The few of you who read this blog will have noticed the somewhat introspective nature of some of my output for some months now... This is a function of a number of things... Primarily the fact I've been having difficulties with depression and anxiety recently. I discovered last week, however that a number of people have read these blogs and other updates on facebook and added 2+2 to make 42. Am I leaving the ordained ministry? Am I headed for divorce?

"Not so far as I am aware," would be my answer on both counts...
Why so public about it? Well, it is partly because I DO use the blog as a pseudo-journal... Working out some of my thoughts on screen. I don't have the personal discipline to write a purely personal journal (ironically it seems self-indulgent to me) and I appreciate the (small) audience of people who from time to time act as encouragers, as well as checks and balances (as in the episode mentioned above). In the same way I'm not self-disciplined enough to go to the gym or for a swim on my own regularly over a sustained period, but need others like my football mates to make me take time to exercise. Also, part of my particular condition has been a reluctance to articulate my problems (except under the guise of self-deprecating humour), lest I be seen as "weak" (and for other reasons), so I've had to be relatively public about admitting my needs recently... first with a few colleagues, then my leaders and subsequently my congregation... So, dear readers, please consider yourself in the loop now... Although reading back over the posts between May and October, anyone who didn't spot the signs of depression probably needs professional help themselves!
★ ★ ★
REQUIRED WORK —
1. Answer these questions from the blog post:
(a) What two things did some readers wonder whether the writer was doing or facing?
(b) Who does the writer say is needed to make the writer take time to exercise?
(c) In what order did the writer admit these needs to people?
2. Output the passage of the blog post between "The few of you" and "on both counts...", inclusive.
The records that come after this blog post are separate material and have no connection to it.
★ ★ ★
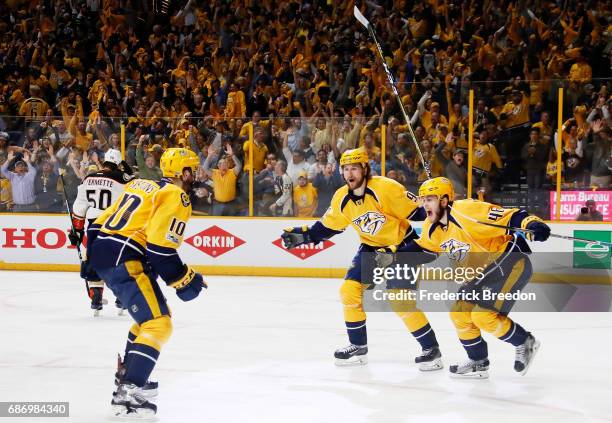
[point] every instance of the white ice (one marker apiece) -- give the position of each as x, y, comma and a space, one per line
260, 350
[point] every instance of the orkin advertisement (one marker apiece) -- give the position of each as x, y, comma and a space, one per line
573, 201
253, 246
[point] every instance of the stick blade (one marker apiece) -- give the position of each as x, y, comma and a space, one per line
359, 16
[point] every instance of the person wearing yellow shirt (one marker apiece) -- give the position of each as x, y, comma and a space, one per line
236, 103
501, 265
580, 72
516, 112
305, 198
427, 117
256, 121
224, 181
485, 155
379, 210
545, 128
6, 195
260, 150
34, 107
130, 245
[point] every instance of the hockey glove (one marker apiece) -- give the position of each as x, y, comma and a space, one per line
541, 231
75, 236
77, 231
292, 237
189, 286
385, 256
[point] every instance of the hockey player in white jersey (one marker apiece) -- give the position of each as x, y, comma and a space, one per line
97, 192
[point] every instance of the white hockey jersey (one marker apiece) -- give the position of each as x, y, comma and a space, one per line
98, 191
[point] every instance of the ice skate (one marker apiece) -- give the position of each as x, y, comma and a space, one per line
128, 402
120, 308
96, 301
430, 359
149, 390
525, 354
471, 369
353, 355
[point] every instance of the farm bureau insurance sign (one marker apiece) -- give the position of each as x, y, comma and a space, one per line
573, 201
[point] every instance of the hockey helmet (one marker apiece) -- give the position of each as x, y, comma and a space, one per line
113, 156
439, 187
174, 160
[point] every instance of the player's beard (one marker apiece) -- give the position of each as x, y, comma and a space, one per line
356, 182
436, 215
187, 181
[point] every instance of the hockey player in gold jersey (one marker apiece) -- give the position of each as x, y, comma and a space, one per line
378, 208
451, 228
129, 245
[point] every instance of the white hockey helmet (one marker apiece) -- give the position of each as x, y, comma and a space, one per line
113, 156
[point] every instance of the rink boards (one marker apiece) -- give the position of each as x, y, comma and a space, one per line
252, 246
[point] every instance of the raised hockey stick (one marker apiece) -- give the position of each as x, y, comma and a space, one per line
363, 21
515, 229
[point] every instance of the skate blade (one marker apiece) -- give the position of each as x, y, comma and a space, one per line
360, 360
123, 412
148, 393
484, 374
536, 347
430, 366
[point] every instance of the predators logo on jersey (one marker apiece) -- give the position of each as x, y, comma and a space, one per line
456, 250
380, 216
370, 222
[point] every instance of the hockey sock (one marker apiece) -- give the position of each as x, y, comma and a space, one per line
426, 337
476, 348
128, 347
357, 333
142, 359
516, 335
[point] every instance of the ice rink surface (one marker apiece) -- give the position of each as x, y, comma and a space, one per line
260, 350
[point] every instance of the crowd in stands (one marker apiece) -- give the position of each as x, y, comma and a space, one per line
304, 80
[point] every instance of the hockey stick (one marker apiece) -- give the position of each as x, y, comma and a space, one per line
70, 214
515, 229
363, 21
78, 247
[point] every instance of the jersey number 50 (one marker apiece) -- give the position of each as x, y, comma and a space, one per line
124, 211
102, 202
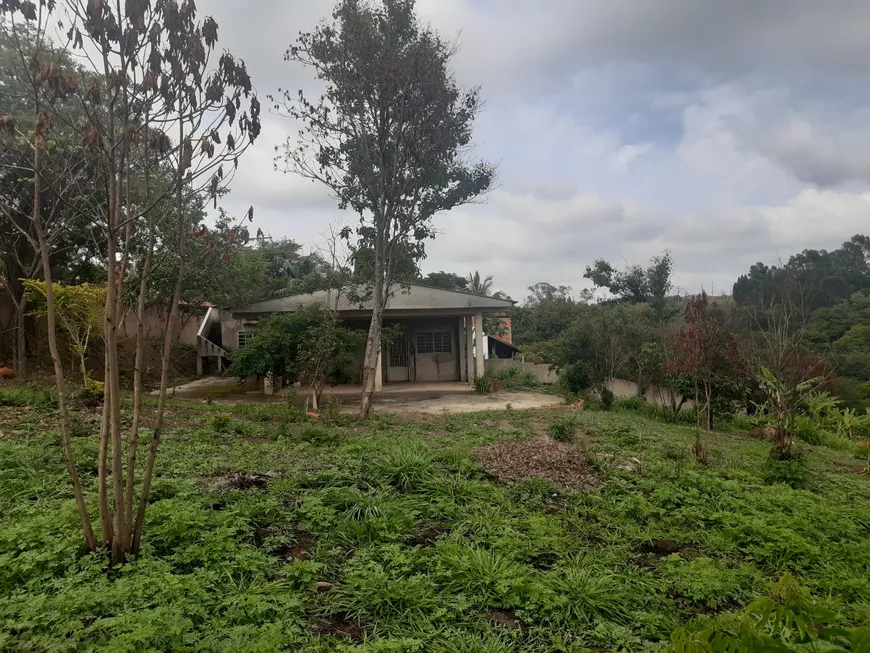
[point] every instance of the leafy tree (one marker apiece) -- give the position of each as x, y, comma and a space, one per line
479, 285
708, 353
387, 137
150, 70
309, 345
544, 315
446, 280
636, 284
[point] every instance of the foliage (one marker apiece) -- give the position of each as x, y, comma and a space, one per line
388, 137
80, 310
514, 377
308, 343
563, 428
708, 354
482, 385
415, 548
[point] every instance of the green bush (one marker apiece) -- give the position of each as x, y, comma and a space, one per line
575, 378
318, 435
220, 423
482, 385
563, 428
91, 394
793, 471
630, 403
21, 397
607, 398
516, 378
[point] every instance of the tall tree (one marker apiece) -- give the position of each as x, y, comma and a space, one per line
387, 137
479, 285
150, 76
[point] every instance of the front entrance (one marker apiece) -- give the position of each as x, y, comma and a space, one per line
398, 360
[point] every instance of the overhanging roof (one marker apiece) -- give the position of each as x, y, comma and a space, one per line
404, 300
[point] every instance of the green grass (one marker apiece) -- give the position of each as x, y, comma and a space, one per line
414, 547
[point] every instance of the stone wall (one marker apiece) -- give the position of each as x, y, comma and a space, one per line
542, 372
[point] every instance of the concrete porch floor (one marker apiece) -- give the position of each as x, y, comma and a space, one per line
430, 398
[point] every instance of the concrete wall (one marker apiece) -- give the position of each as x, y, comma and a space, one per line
183, 332
542, 372
654, 395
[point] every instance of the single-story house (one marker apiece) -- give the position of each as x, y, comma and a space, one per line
439, 342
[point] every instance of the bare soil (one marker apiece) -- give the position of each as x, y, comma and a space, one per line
511, 461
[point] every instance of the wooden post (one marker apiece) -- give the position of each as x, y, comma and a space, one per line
463, 355
379, 371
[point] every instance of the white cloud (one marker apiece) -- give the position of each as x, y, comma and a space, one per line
729, 132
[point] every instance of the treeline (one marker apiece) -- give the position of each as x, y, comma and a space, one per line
810, 312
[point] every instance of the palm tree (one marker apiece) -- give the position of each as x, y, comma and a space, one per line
478, 285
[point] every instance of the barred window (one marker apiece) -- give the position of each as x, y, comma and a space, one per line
434, 342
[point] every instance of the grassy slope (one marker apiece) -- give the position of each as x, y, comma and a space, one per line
524, 568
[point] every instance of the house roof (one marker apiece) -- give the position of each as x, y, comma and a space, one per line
411, 299
503, 342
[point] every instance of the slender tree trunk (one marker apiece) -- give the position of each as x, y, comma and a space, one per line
51, 319
370, 366
105, 510
137, 381
373, 342
21, 338
164, 367
113, 381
★ ★ ★
EXERCISE SOLUTIONS —
1.
(a) Leaving the ordained ministry and heading for divorce.
(b) Others like the writer's football mates.
(c) First a few colleagues, then the writer's leaders, and then the congregation.

2.
The few of you who read this blog will have noticed the somewhat introspective nature of some of my output for some months now... This is a function of a number of things... Primarily the fact I've been having difficulties with depression and anxiety recently. I discovered last week, however that a number of people have read these blogs and other updates on facebook and added 2+2 to make 42. Am I leaving the ordained ministry? Am I headed for divorce?

"Not so far as I am aware," would be my answer on both counts...